Task brief:
Reproduce, character for character, the stretch of the records from the line that contains "of the trash" through the line that contains "[[399, 443]]", with both of those lines included.

[Excerpts of pointing data]
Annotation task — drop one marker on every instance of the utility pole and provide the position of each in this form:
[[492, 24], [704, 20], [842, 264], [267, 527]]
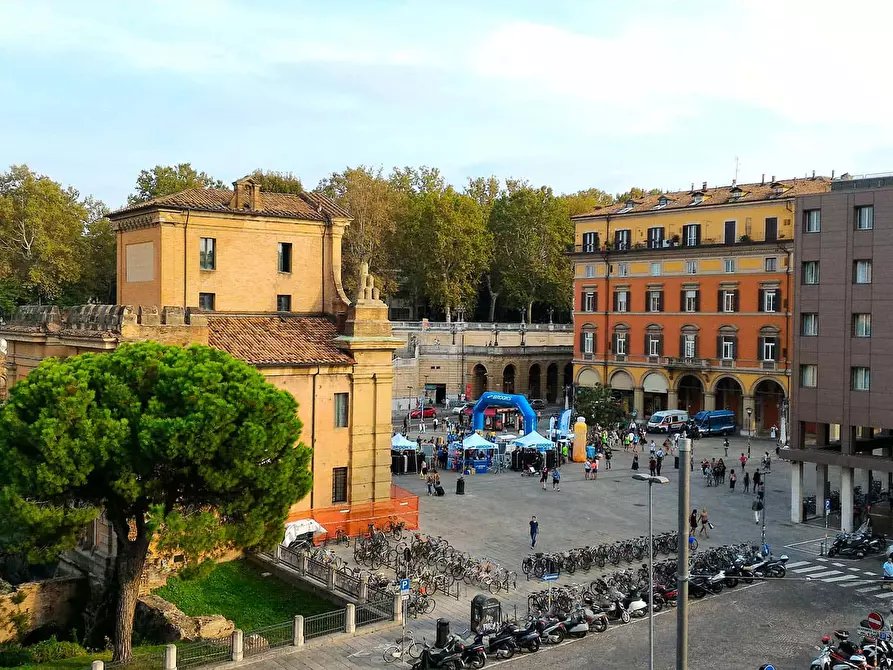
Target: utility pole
[[682, 574]]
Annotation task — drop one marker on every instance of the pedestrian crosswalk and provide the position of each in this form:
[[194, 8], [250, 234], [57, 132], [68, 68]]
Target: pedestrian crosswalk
[[861, 581]]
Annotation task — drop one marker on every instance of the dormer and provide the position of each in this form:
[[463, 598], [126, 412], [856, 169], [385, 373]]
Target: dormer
[[246, 195]]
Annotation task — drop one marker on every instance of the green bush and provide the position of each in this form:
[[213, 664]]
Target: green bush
[[53, 650], [13, 655]]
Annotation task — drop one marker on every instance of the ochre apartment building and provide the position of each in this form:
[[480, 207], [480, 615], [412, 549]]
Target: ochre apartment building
[[684, 300], [257, 275]]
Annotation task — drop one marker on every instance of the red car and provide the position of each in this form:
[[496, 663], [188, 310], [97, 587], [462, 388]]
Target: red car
[[430, 413]]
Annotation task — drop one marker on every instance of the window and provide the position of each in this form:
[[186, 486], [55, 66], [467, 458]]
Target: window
[[812, 221], [285, 257], [809, 376], [727, 347], [590, 301], [655, 301], [588, 341], [769, 300], [767, 349], [620, 344], [207, 256], [206, 302], [342, 406], [862, 272], [621, 300], [809, 325], [861, 379], [655, 237], [729, 301], [654, 345], [865, 217], [688, 346], [810, 272], [691, 234], [861, 325], [590, 242], [339, 485]]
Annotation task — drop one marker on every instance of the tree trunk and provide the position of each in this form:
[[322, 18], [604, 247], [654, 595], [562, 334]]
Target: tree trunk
[[128, 569]]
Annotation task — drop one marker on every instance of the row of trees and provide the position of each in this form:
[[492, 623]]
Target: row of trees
[[497, 243]]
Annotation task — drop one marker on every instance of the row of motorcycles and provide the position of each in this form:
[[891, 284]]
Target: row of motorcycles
[[841, 653]]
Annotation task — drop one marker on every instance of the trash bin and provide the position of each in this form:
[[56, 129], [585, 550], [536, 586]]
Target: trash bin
[[443, 633]]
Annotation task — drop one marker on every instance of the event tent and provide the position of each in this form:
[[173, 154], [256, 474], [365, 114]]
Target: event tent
[[399, 443]]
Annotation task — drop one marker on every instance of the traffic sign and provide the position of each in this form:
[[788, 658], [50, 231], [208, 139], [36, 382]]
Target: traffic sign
[[875, 620]]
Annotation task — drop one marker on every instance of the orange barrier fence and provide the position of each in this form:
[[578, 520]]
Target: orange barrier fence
[[354, 520]]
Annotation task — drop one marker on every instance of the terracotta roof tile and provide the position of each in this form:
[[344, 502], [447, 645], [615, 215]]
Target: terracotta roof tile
[[277, 340], [307, 206], [720, 195]]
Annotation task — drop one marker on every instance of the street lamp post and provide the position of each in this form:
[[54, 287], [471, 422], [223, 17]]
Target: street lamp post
[[651, 481]]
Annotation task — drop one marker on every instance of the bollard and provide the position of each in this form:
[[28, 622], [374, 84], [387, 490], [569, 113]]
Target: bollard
[[350, 618], [238, 645], [170, 657], [297, 635]]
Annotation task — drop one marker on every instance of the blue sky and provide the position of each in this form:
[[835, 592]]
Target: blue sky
[[573, 94]]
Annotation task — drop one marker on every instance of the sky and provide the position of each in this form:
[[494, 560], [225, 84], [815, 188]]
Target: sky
[[569, 93]]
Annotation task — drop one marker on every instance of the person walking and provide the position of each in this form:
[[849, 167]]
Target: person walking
[[705, 522]]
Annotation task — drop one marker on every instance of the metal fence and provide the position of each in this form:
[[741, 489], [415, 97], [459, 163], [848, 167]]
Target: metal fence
[[204, 653], [269, 637], [324, 624]]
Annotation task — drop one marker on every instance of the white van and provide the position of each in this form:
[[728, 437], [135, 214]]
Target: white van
[[667, 421]]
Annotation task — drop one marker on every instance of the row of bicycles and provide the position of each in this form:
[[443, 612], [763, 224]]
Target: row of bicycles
[[584, 558]]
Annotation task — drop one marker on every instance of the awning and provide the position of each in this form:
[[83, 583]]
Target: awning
[[655, 383]]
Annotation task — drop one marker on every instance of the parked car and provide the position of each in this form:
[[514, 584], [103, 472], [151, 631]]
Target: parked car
[[430, 413]]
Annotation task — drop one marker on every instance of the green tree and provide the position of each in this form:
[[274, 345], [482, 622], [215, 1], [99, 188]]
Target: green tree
[[151, 435], [41, 224], [598, 406], [277, 182], [372, 202], [167, 179]]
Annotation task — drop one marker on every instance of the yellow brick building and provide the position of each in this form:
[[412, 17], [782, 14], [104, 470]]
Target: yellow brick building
[[257, 275]]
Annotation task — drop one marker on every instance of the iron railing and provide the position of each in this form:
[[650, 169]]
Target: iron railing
[[268, 637], [205, 652], [324, 624]]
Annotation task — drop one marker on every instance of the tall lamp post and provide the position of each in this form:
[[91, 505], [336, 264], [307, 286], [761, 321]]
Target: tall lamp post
[[651, 481]]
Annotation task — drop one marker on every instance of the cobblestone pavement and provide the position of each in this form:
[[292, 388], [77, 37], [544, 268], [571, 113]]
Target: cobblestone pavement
[[490, 521]]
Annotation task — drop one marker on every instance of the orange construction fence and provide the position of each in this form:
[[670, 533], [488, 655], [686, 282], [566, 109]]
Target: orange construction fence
[[354, 520]]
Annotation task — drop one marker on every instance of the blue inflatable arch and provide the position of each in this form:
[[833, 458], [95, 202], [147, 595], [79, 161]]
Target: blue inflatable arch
[[492, 399]]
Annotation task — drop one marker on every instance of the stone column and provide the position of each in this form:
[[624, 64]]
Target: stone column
[[846, 499], [797, 491], [639, 401]]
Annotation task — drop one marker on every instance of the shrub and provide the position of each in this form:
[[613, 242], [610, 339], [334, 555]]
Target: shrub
[[53, 650]]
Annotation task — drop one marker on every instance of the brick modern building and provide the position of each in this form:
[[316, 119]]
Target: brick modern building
[[682, 300], [842, 396]]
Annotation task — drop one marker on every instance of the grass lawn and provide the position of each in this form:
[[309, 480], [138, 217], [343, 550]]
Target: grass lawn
[[237, 591]]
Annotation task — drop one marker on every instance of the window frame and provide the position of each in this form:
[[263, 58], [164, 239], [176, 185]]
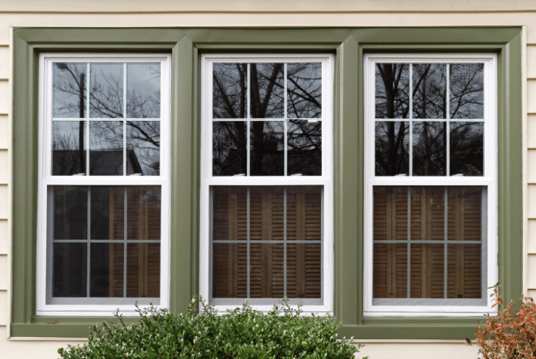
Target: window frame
[[98, 306], [325, 180], [488, 180]]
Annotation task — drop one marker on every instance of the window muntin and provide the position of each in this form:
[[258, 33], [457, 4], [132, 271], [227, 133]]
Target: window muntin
[[430, 184], [104, 183], [264, 121]]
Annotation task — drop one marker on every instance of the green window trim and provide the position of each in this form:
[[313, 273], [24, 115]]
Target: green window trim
[[186, 45]]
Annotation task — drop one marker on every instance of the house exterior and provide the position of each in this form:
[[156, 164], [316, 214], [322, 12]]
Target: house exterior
[[370, 159]]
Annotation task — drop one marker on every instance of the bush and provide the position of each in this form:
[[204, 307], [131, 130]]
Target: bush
[[511, 334], [241, 333]]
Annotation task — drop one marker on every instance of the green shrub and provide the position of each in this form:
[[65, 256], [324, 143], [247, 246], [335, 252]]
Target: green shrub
[[241, 333]]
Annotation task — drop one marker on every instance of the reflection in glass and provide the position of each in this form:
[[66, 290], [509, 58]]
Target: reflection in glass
[[429, 148], [229, 155], [69, 90], [106, 91], [143, 270], [392, 90], [106, 148], [68, 148], [106, 272], [467, 148], [229, 90], [392, 148], [304, 90], [143, 90], [267, 90], [69, 272], [429, 88], [143, 148], [467, 91], [304, 149], [267, 148], [143, 212], [69, 216], [107, 212]]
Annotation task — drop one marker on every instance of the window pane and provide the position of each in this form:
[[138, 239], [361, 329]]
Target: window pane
[[392, 148], [107, 269], [229, 90], [143, 148], [267, 90], [106, 148], [392, 90], [467, 91], [267, 148], [68, 148], [304, 148], [304, 90], [143, 270], [106, 90], [429, 148], [229, 153], [143, 90], [69, 216], [69, 90], [467, 148], [429, 88], [69, 272]]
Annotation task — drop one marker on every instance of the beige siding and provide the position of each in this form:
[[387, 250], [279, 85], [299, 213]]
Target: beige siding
[[284, 13]]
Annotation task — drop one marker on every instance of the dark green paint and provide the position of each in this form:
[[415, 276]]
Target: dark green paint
[[186, 45]]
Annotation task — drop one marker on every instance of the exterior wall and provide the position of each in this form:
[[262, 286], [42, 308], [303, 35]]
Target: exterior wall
[[277, 13]]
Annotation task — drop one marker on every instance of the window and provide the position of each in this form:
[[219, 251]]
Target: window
[[266, 188], [104, 183], [431, 184]]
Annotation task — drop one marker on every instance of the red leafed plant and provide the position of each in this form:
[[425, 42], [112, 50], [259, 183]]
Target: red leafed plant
[[511, 334]]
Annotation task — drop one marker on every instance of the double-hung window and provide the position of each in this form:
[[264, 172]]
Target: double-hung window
[[430, 184], [103, 227], [266, 180]]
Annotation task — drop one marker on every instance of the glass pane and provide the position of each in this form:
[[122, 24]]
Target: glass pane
[[69, 214], [143, 148], [392, 148], [467, 148], [229, 270], [304, 90], [107, 269], [429, 88], [304, 270], [267, 148], [304, 149], [69, 271], [69, 90], [229, 213], [106, 90], [143, 270], [429, 148], [427, 271], [68, 148], [464, 271], [229, 91], [467, 91], [266, 213], [143, 90], [392, 90], [143, 212], [107, 212], [304, 213], [267, 275], [390, 270], [106, 148], [267, 90], [229, 155]]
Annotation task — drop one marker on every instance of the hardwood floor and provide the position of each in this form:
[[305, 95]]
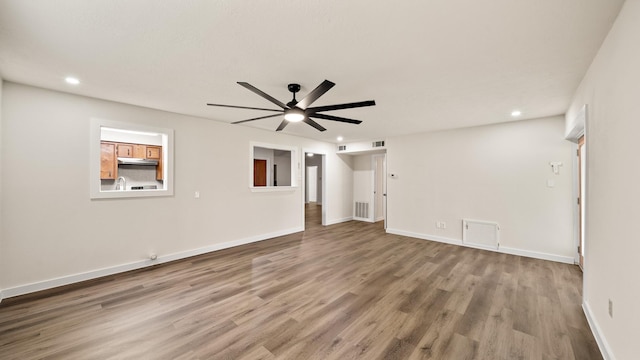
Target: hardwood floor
[[347, 291]]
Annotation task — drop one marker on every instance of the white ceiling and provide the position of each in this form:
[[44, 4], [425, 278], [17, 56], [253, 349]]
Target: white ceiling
[[428, 64]]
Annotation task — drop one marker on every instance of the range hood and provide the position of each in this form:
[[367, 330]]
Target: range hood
[[136, 161]]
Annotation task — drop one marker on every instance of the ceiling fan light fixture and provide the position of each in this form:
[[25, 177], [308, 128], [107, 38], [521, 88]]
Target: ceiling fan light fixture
[[294, 115]]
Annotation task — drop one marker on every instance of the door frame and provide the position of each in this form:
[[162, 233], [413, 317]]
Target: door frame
[[323, 175], [383, 178], [582, 184]]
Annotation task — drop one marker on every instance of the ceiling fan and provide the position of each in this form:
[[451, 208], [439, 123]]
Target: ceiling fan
[[296, 111]]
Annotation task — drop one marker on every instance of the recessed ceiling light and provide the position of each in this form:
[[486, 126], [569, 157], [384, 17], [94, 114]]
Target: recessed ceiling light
[[71, 80]]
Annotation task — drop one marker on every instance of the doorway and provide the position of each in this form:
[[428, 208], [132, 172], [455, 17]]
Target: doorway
[[314, 190], [380, 188], [581, 197]]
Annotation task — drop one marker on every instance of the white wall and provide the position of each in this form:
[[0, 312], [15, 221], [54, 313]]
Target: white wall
[[494, 173], [611, 89], [53, 233], [1, 187]]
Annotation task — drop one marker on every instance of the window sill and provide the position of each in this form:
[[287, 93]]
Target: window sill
[[272, 188]]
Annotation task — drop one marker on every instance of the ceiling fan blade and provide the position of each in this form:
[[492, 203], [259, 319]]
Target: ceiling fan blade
[[315, 94], [258, 118], [336, 118], [341, 106], [314, 124], [243, 107], [263, 94], [282, 125]]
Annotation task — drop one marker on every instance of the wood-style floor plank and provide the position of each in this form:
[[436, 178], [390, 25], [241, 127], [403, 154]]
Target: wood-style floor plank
[[346, 291]]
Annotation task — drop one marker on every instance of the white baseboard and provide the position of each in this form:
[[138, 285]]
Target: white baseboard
[[538, 255], [338, 221], [506, 250], [605, 349], [424, 236], [94, 274]]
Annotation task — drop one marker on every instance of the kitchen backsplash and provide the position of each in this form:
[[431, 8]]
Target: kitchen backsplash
[[134, 176]]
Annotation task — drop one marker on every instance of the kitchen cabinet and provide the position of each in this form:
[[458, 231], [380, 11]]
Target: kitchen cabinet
[[153, 152], [124, 150], [139, 151], [110, 152], [108, 161]]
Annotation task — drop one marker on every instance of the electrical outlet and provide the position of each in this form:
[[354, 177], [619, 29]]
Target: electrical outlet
[[610, 308]]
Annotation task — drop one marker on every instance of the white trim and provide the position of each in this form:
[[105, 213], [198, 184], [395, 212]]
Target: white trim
[[436, 238], [272, 188], [537, 255], [505, 250], [95, 191], [94, 274], [579, 125], [605, 349], [338, 221]]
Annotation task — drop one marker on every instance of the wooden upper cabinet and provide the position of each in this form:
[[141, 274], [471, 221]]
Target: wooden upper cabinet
[[124, 150], [108, 162], [153, 152], [139, 151]]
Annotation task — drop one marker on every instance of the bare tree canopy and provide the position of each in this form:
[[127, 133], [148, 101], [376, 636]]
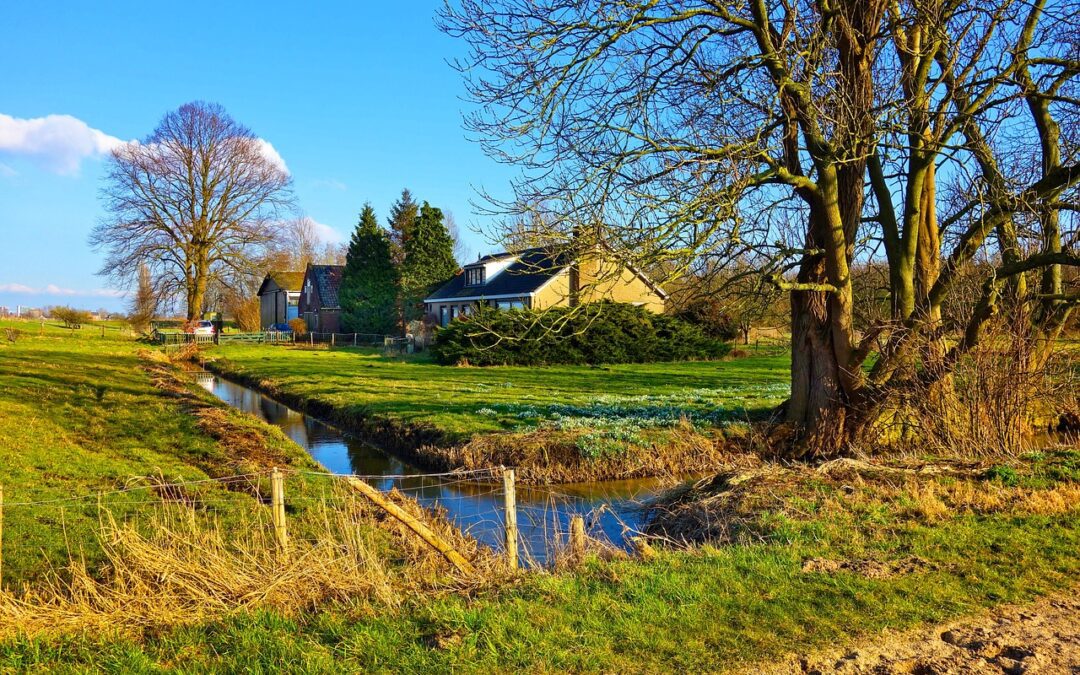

Solution for this task:
Annotation task — drop one marker on every instance of the trash bin and provide the position of each in this form:
[[56, 129], [585, 550], [536, 586]]
Target: trash bin
[[443, 633]]
Annotation task — drop one marker on every instance of the event tent and provide the position of each in this form:
[[173, 154], [256, 474], [365, 114]]
Target: event tent
[[399, 443]]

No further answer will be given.